## [Your instructions]
Count the lines of the items below that contain the string "church", treating uppercase and lowercase as different, and reply with only the number.

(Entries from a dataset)
====

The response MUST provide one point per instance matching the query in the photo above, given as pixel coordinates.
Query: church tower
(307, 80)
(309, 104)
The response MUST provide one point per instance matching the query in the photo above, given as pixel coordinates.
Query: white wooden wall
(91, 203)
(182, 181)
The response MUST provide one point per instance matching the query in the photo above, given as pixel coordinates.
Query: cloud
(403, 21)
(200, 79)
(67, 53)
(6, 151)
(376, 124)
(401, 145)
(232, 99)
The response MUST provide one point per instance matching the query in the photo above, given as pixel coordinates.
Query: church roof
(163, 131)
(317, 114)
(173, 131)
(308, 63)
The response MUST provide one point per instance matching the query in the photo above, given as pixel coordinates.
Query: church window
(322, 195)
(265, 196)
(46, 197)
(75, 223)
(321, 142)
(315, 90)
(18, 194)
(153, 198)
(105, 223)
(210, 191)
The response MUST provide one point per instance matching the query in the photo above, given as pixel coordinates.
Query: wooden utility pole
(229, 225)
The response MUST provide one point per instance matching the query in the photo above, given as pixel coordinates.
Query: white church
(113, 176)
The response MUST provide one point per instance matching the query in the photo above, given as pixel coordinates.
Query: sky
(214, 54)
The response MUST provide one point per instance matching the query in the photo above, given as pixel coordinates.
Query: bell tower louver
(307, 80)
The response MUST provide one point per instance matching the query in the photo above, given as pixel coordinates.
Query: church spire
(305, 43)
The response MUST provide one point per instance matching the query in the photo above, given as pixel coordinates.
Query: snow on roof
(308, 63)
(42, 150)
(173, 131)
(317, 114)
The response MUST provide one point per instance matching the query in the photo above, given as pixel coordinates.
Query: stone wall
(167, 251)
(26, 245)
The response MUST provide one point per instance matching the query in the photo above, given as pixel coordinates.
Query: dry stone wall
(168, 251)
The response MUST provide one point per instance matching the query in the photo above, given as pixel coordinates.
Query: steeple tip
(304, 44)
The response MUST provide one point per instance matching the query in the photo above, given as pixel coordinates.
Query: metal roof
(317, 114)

====

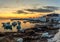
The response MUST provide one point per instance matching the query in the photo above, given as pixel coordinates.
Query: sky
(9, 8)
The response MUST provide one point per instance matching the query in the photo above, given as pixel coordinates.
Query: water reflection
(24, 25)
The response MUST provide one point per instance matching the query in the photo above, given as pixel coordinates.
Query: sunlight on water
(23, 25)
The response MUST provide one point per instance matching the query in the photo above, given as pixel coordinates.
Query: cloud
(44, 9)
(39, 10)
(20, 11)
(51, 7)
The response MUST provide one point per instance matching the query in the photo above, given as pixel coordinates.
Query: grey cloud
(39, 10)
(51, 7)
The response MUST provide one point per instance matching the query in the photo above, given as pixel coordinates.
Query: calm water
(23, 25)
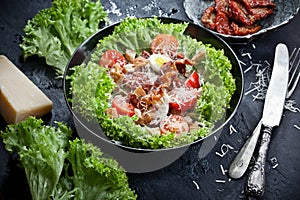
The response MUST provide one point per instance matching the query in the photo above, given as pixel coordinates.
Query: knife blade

====

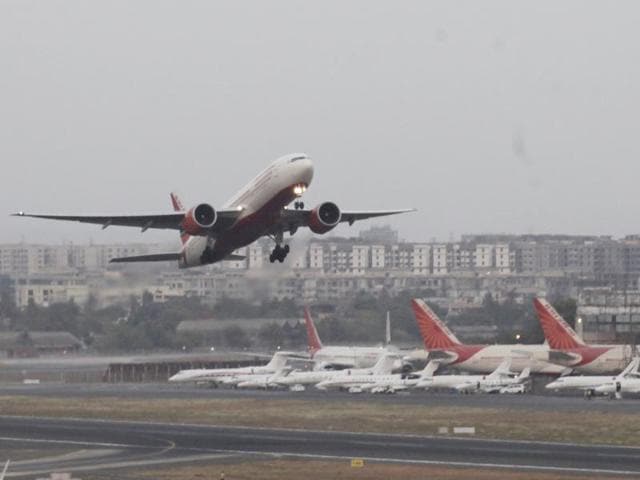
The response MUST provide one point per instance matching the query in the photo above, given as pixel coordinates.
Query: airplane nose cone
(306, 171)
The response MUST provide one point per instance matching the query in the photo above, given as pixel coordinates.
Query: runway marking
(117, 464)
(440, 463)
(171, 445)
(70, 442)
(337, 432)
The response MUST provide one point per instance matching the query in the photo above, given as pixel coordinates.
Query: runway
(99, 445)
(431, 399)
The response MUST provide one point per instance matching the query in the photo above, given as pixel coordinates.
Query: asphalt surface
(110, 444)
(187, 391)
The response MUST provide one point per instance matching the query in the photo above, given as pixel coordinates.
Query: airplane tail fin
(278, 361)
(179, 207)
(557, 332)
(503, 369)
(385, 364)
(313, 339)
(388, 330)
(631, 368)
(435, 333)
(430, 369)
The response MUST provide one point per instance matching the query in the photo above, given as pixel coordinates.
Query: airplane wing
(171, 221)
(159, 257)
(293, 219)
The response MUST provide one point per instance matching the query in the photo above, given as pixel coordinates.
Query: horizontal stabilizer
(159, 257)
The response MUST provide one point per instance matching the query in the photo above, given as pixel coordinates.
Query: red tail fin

====

## [Exercise output]
5